— start of Stored data —
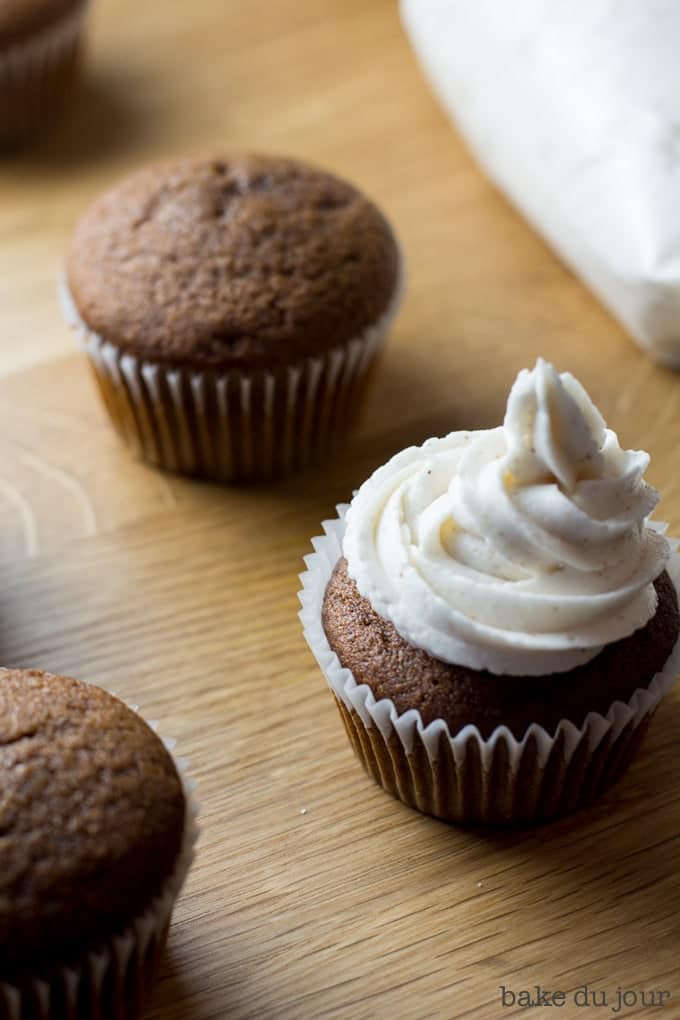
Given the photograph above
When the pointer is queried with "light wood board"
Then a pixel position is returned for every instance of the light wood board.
(314, 894)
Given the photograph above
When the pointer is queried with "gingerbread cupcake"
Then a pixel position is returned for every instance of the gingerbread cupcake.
(497, 615)
(97, 836)
(231, 309)
(40, 42)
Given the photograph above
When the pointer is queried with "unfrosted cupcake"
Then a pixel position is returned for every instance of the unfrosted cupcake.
(497, 616)
(230, 309)
(40, 41)
(97, 836)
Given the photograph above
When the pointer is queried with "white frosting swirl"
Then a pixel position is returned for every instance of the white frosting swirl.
(523, 549)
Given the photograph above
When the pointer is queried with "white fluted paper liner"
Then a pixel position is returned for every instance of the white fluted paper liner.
(29, 69)
(409, 726)
(113, 981)
(236, 424)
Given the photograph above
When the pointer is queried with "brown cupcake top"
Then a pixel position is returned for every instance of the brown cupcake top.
(371, 648)
(251, 261)
(92, 815)
(21, 19)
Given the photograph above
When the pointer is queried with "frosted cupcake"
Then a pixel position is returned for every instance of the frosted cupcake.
(231, 309)
(497, 615)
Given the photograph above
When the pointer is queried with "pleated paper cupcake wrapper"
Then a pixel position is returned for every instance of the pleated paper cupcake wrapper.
(232, 425)
(36, 74)
(113, 981)
(464, 776)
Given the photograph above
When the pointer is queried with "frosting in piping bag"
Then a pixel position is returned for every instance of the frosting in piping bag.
(523, 549)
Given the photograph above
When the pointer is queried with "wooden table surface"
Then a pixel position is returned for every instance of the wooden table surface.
(314, 895)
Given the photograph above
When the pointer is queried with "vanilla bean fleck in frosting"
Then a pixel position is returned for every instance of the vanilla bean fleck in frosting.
(523, 549)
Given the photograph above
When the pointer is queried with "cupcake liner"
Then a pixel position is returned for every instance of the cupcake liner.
(234, 425)
(112, 981)
(464, 776)
(36, 74)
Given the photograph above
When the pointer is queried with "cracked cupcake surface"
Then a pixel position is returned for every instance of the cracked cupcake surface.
(92, 818)
(231, 309)
(520, 550)
(248, 261)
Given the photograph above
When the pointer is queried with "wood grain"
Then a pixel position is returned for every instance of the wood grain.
(314, 895)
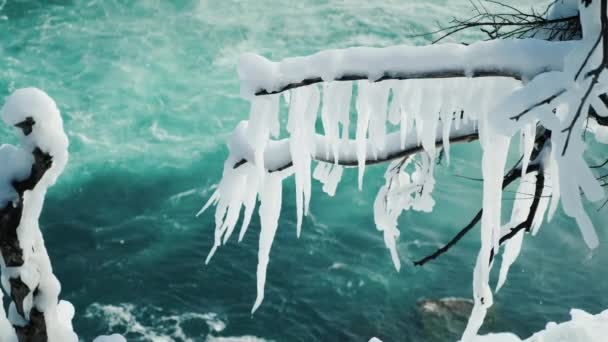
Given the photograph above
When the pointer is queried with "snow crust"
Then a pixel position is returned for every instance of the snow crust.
(110, 338)
(36, 272)
(583, 327)
(426, 115)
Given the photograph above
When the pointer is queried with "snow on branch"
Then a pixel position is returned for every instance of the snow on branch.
(35, 312)
(277, 156)
(548, 93)
(518, 59)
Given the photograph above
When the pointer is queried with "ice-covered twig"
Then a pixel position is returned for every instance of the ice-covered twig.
(510, 177)
(278, 157)
(519, 59)
(27, 276)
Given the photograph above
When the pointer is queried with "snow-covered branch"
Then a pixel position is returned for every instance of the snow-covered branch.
(35, 313)
(277, 156)
(434, 95)
(518, 59)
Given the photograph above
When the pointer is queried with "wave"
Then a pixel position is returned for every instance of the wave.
(151, 323)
— end of Stored data —
Please pick out every line in the entries above that contains the word "wooden".

When the pointer is queried with "wooden table surface"
Then a pixel position is returned for every instance of the wooden table surface.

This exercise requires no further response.